- _Set problem 1_
Reproduce the portion of the mailing list post from "David Joham djoham" up to and including "change that though.".

- _Given passage_
□ □ □ □ □ □ □
Best KDE development tools... help... Borland Kylix?

David Joham djoham at criadvantage.com
Fri May 25 23:21:52 BST 2001


Actually, I considered it, but left it out deliberately. Glade is a UI
builder, but it is not really an IDE. For the record, Glade is more feature
rich GUI building than QT Designer is. QT 3 should change that though.

David

-----Original Message-----
From: Girard Henri [mailto:henrigirard at yahoo.fr]
Sent: Friday, May 25, 2001 4:15 PM
To: kdevelop at kdevelop.org
Subject: RE: Best KDE development tools... help... Borland Kylix?


you forget glade :) lol
Henri
--- David Joham <djoham at criadvantage.com> a écrit : > 
> Luzi,
> 
> I have to correct a couple of your statements in
> defense of Borland...
□ □ □ □ □ □ □
- _Data in this exercise_
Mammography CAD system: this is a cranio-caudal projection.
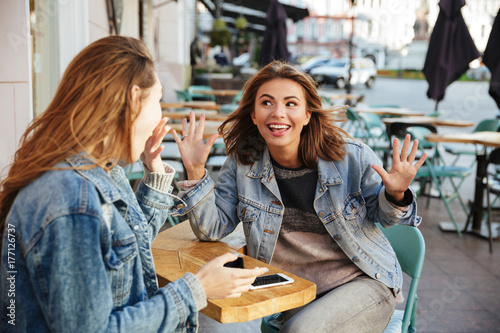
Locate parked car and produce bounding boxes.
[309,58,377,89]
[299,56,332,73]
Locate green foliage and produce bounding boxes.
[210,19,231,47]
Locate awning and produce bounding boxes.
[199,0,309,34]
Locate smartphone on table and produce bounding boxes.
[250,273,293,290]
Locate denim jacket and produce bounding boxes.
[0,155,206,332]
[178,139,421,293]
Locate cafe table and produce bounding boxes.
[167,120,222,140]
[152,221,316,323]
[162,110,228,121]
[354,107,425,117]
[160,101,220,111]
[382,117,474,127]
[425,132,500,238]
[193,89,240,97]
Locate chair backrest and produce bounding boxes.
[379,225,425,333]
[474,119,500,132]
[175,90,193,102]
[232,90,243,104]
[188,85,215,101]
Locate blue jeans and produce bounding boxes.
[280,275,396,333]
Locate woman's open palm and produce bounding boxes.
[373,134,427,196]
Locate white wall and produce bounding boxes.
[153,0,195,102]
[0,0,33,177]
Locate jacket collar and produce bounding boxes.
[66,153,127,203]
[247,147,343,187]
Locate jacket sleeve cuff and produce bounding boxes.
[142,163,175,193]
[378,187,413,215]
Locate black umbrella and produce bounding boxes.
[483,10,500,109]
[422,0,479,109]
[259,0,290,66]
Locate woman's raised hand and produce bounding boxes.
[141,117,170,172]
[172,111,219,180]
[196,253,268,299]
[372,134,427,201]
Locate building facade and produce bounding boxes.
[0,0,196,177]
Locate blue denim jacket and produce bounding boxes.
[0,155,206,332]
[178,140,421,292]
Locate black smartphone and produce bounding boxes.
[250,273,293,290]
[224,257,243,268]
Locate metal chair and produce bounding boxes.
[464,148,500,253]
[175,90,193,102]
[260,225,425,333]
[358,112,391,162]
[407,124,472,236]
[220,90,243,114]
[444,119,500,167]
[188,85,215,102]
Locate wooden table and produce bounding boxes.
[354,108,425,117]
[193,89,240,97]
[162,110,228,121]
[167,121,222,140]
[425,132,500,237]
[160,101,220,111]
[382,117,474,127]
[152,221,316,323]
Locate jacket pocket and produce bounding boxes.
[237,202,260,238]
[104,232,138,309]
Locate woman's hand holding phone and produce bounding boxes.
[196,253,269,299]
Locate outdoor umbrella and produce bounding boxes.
□ □ □ □ □ □ □
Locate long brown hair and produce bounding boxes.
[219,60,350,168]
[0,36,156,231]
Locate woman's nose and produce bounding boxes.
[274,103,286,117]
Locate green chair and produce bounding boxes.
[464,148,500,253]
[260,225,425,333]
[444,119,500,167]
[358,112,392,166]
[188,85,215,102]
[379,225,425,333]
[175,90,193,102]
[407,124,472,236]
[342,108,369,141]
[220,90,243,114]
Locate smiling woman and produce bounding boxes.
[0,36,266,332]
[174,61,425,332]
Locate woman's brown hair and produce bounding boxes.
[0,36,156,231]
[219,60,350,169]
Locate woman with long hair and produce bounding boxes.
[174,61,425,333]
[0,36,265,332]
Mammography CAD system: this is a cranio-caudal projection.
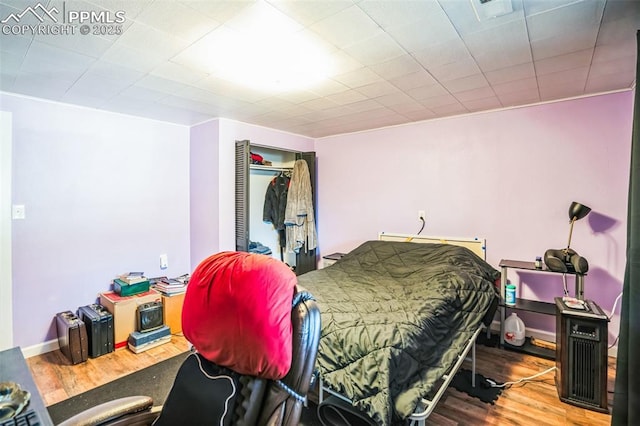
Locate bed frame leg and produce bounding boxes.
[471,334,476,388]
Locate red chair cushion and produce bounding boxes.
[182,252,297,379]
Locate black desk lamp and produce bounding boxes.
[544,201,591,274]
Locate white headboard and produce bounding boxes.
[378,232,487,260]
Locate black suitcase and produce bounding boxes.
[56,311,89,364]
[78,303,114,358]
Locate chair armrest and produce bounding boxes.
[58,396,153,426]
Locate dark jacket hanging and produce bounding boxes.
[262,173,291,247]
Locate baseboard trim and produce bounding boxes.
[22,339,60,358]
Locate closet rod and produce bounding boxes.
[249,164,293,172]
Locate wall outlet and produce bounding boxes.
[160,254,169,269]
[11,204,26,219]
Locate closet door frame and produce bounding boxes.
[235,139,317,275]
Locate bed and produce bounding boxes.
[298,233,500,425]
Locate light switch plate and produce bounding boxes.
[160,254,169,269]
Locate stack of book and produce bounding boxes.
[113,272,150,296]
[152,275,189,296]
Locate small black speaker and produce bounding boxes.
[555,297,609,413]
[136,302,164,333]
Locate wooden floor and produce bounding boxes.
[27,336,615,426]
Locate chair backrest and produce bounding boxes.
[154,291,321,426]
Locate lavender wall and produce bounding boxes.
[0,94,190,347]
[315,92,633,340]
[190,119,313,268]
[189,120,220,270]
□ □ □ □ □ □ □
- _Set problem 2_
Return every line of the records that contains the word "umbrella".

- _Correct result 1_
David Joham djoham at criadvantage.com
Fri May 25 23:21:52 BST 2001


Actually, I considered it, but left it out deliberately. Glade is a UI
builder, but it is not really an IDE. For the record, Glade is more feature
rich GUI building than QT Designer is. QT 3 should change that though.

- _Correct result 2_
Locate black umbrella and produce bounding boxes.
Locate outdoor umbrella and produce bounding boxes.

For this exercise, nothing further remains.